### Provided data

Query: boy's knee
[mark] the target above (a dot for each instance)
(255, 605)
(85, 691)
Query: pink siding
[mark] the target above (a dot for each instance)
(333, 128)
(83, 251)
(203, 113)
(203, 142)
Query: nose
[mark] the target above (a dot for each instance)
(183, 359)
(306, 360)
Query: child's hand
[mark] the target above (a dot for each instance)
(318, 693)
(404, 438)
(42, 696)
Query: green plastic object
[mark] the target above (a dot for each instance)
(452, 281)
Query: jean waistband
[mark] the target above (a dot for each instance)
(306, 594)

* * *

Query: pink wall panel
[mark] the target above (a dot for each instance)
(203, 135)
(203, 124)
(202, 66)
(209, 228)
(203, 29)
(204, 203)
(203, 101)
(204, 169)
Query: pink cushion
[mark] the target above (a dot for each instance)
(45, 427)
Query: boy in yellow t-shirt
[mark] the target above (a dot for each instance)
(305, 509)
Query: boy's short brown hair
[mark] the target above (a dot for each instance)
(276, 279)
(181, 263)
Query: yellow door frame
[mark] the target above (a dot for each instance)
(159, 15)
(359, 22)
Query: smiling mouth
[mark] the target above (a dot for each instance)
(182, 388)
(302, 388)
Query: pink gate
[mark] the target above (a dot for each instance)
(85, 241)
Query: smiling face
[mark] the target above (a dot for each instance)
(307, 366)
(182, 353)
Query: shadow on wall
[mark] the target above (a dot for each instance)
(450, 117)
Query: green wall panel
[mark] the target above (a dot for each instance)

### Written problem
Which lines in the material above contain the string "yellow"? Gather every one of them, copied whole, and treat uppercase and lowercase as different.

### The result
Query: boy in yellow t-shirt
Query: yellow door frame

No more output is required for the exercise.